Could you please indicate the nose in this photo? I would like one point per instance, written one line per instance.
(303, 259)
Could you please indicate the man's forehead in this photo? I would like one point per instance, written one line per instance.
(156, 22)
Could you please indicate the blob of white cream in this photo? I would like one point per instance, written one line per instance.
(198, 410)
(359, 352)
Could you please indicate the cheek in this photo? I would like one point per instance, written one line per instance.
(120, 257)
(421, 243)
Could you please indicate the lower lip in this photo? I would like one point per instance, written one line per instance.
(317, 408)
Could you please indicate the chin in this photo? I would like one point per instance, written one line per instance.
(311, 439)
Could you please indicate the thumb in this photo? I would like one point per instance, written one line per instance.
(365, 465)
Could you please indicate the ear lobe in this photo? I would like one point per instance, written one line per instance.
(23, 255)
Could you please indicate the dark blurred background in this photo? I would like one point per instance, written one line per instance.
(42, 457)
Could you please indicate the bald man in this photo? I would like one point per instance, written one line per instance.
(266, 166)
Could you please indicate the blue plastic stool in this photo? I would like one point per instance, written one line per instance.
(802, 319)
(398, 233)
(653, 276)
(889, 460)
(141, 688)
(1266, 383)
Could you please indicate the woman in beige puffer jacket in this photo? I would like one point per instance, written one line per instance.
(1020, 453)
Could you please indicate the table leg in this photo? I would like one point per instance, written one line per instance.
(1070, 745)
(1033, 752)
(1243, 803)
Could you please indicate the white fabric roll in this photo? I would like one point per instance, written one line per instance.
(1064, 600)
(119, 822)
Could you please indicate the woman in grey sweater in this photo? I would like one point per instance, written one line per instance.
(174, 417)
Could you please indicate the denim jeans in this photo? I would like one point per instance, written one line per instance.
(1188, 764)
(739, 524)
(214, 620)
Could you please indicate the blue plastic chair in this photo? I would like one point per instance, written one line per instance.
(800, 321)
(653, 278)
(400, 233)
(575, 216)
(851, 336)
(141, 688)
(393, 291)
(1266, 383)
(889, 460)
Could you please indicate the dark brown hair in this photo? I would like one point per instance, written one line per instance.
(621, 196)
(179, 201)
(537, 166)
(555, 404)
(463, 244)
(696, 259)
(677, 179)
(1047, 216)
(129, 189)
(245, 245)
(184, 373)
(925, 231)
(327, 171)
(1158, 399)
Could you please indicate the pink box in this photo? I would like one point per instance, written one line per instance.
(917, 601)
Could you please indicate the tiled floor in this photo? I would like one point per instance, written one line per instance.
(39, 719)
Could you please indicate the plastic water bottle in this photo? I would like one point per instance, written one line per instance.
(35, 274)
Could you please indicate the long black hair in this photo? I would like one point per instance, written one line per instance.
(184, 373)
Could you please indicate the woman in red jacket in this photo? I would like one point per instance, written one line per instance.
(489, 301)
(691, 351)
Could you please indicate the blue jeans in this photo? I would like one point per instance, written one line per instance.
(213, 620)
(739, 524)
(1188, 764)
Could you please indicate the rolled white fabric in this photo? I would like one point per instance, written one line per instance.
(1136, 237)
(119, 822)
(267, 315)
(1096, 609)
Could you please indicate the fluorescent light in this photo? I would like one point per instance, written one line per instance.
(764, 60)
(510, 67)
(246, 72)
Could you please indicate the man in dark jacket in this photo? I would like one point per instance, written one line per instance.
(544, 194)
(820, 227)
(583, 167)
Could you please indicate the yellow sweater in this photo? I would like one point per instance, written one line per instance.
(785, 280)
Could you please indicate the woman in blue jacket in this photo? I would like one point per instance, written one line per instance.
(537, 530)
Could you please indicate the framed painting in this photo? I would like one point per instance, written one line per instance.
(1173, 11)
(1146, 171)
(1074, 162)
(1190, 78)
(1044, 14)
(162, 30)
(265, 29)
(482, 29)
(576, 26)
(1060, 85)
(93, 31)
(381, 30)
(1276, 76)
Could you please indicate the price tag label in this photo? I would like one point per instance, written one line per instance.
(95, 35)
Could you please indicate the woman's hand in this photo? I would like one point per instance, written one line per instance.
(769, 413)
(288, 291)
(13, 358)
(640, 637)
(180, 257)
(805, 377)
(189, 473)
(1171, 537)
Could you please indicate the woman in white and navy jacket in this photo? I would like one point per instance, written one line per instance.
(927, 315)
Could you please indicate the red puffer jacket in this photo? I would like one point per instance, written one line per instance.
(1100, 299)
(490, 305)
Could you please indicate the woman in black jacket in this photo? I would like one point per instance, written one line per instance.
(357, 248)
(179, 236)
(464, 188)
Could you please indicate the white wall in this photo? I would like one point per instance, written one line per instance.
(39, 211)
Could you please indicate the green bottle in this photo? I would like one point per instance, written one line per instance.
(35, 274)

----

#### Challenge
Return the material in full, exactly as shown.

#### Result of the task
Could you please indicate the nose in this photo? I would like one point per instance, written one line per instance.
(303, 259)
Could you please indicate the man's forehead in this photo? I would like one point per instance, written one line per instance.
(156, 22)
Could you please indicate the blob of white cream in this photo? I would like one point per instance, written one line per instance.
(198, 410)
(359, 352)
Could you please indicate the cheek in this photo? I would like one point per instance, written one line per instance.
(120, 257)
(421, 243)
Could you please indicate the lower lip in this photo? I would like one point per instance, written one line per instance.
(317, 408)
Could you please indicate the chin in this photo? I would like one point per instance, written one line per instance.
(311, 439)
Could you please indicate the thumb in this photo? I would like one point per instance, written one line per instance.
(365, 465)
Could you please indicate the ear lobe in this photo? I would like one point per instance, written one line per instance.
(23, 255)
Could you please indicate the dark blurred background in this photo? I would like one point per instance, written one line per instance.
(42, 457)
Could you please indicate the bald man in this photo? I would like one point per instance, written one line per instance.
(266, 166)
Could you please indicate the blue plastic stool in this photo? I would like one point per instance, written one line per instance.
(802, 319)
(398, 233)
(653, 276)
(889, 460)
(141, 688)
(1266, 383)
Could you please indicate the woman in beige puffer jacket in this photo? I would like one point per instance, written one line per instance.
(1020, 453)
Could you please indicate the table leg in this photo? I would like one point per instance, written one line per instance.
(1070, 745)
(1033, 752)
(1243, 803)
Could you please indicate the white fabric roll in this photo? I would like one point per instance, written one line per instance.
(1064, 600)
(119, 822)
Could you please indicate the woman in grey sweater in this photo? I would like one point per instance, written one line per instance.
(174, 417)
Could you please indicate the denim jeans in this photo? I would like one point per instance, written one line per instance.
(1188, 764)
(739, 524)
(214, 620)
Could you please indicate the blue plastic chair in this photo? I would like one point per instance, written one line per instance.
(800, 321)
(653, 278)
(400, 233)
(575, 216)
(851, 336)
(141, 688)
(393, 291)
(1266, 383)
(889, 460)
Could you please indicate the dark brown hair in this photo? I would like one point per instance, written one line per instance.
(621, 196)
(179, 201)
(537, 166)
(555, 404)
(463, 244)
(696, 259)
(677, 179)
(1047, 216)
(129, 189)
(245, 245)
(184, 373)
(925, 231)
(327, 171)
(1158, 399)
Could you please indicate the pink box in this photo? I would like one point per instance, written one line per instance.
(917, 601)
Could you please indicate the tiled floor in this photo? I would like one point per instance, written one line per instance.
(39, 719)
Could you please indicate the plastic water bottle in this photo? I would like one point per instance, written one line per instance.
(35, 274)
Could you please indicate the long black hair in this photo? I would like one point per instance, written one line per instance.
(184, 373)
Could you please indicate the woman in red jacket in this photo? I would like one point per instance, written one line per instance.
(489, 301)
(691, 351)
Could you please indicate the blue jeans in this photo? I would like one point per instance, written one line per instance.
(213, 620)
(739, 524)
(1188, 764)
Could you please indicate the rolled white fabric in this photo? I would like one point per instance, written one line per instance.
(1136, 237)
(119, 822)
(267, 315)
(1096, 609)
Could you please indicate the fluorescent light in this photo? I would like one point per instance, written one line per instance.
(764, 60)
(510, 67)
(246, 72)
Could you please indicate the man in dark jacket in this photo? I would like one point per instance, written one line per instance.
(544, 194)
(820, 227)
(583, 167)
Could you please indicate the yellow sweater in this photo? I would like one point per instance, written one line per instance.
(785, 280)
Could you please indicate the woman in blue jacket in this photo? I would like one point per instance, written one line per instance.
(537, 530)
Could you please indicate the framed painting in this photo? I would like one point per instance, written one line per instance.
(1173, 11)
(1146, 171)
(1074, 162)
(1190, 78)
(1044, 14)
(162, 30)
(265, 29)
(482, 29)
(576, 26)
(1060, 85)
(93, 31)
(381, 30)
(1276, 76)
Could you please indicate the price tag label in this photo? I would like one point per instance, written one line per instance.
(95, 35)
Could you please indicate the woman's hand in this photo? I would like one point per instance, written one line per instance.
(769, 413)
(288, 291)
(13, 358)
(640, 637)
(180, 257)
(805, 377)
(189, 473)
(1171, 537)
Could you please indicate the woman in white and navy jacket in this photo? I would like one point per instance, written one line per instance.
(927, 315)
Could you please indicate the red puffer jacket in this photo? I would like one point per instance, written one line per instance.
(1100, 299)
(490, 305)
Could you please indicate the woman in black jacket in this photo? I would like one point per instance, written one line per instance.
(357, 248)
(179, 236)
(464, 188)
Could you please indicate the white wall in this photo? I would like one point per instance, written one line per instance.
(39, 211)
Could you please indicate the green bottle in this photo? I would like one point per instance, written one line per instance.
(35, 274)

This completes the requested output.